### QUOTED TEXT
+++++

# Airbags for '98 200sx



## ryan7o7 (May 6, 2004)

Anyone know where i can get an airbag(suspension) kit for my 98 200sx?? And the price range???


----------



## Chicago Tony (Apr 15, 2003)

http://www.streetsource.com/

This site is mostly for airbags and hydros someone should be able to help you.
Try this site I'm sure you will be able to find a B14 with bags on it. As for price I would think anywhere between 1500 and 4000.







ryan7o7 said:


> Anyone know where i can get an airbag(suspension) kit for my 98 200sx?? And the price range???


----------



## Derrick (Apr 7, 2003)

ryan7o7 said:


> Anyone know where i can get an airbag(suspension) kit for my 98 200sx?? And the price range???


 Hey I have one for sale if the price is right.I was going to trade in my car so i took the kit off.Then when i found out I was having a kid so I decided to keep it.My problem is I'm from Alabama and the only guy that knew how to install it died late last year and I'm not driving all the way to just about Florida f-ck that.Anyway the kit consists of a 10 switch box,10 valves which let you tuck both rear wheels,strutbags for the front,and cylinders for the rear.I have all hoses and fittings,5 gallon tank and 2 450 viar chrome compressors.With enough psi I was able to hop the front end off the ground.........


----------

+++++

### RAW DATA
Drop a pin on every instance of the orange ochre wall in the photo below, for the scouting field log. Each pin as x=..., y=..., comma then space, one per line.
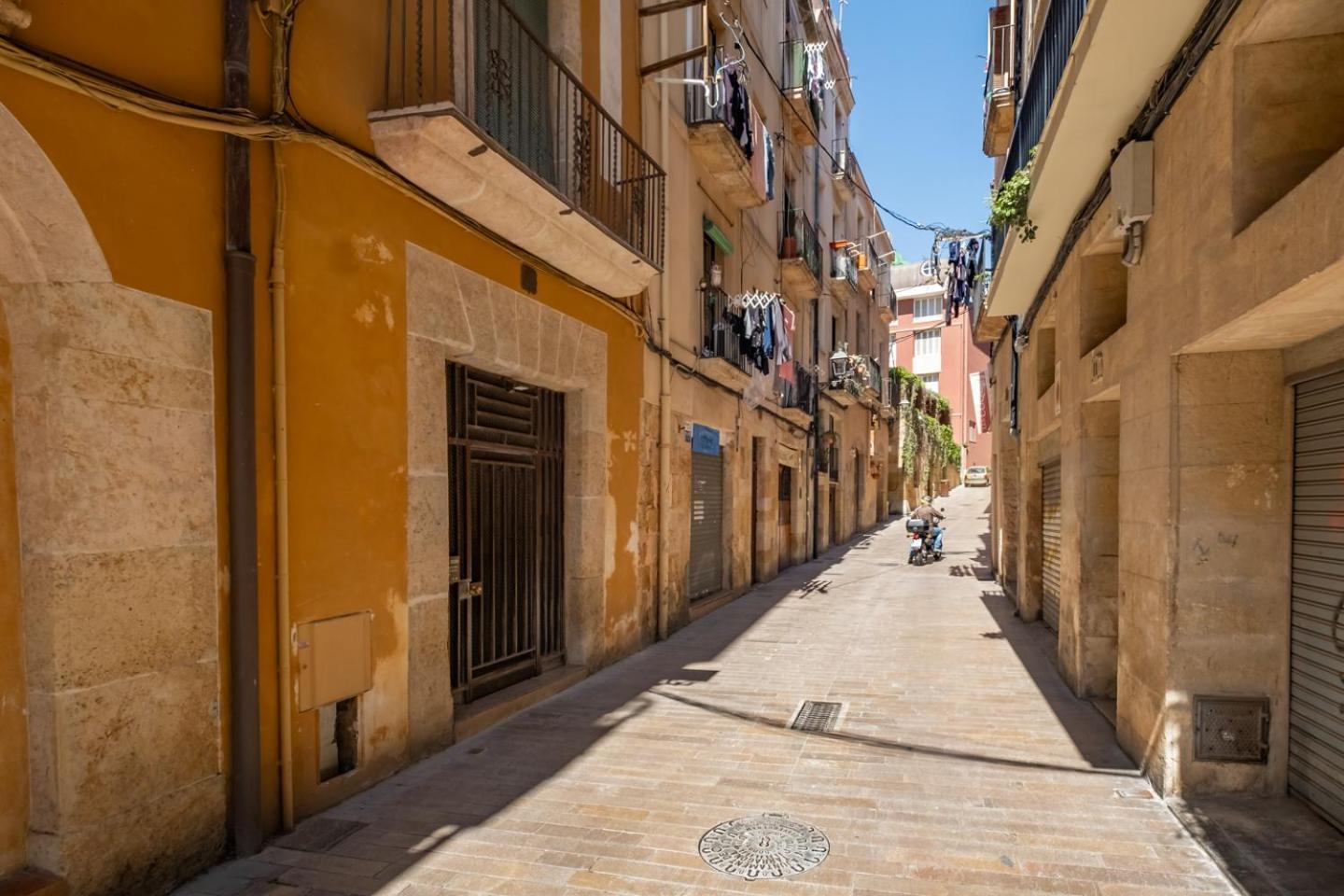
x=152, y=193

+++++

### SET EXERCISE
Please return everything from "# Airbags for" down to "(Apr 15, 2003)" in the 200sx airbag thread, copied word for word.

### FINAL RESULT
# Airbags for '98 200sx



## ryan7o7 (May 6, 2004)

Anyone know where i can get an airbag(suspension) kit for my 98 200sx?? And the price range???


----------



## Chicago Tony (Apr 15, 2003)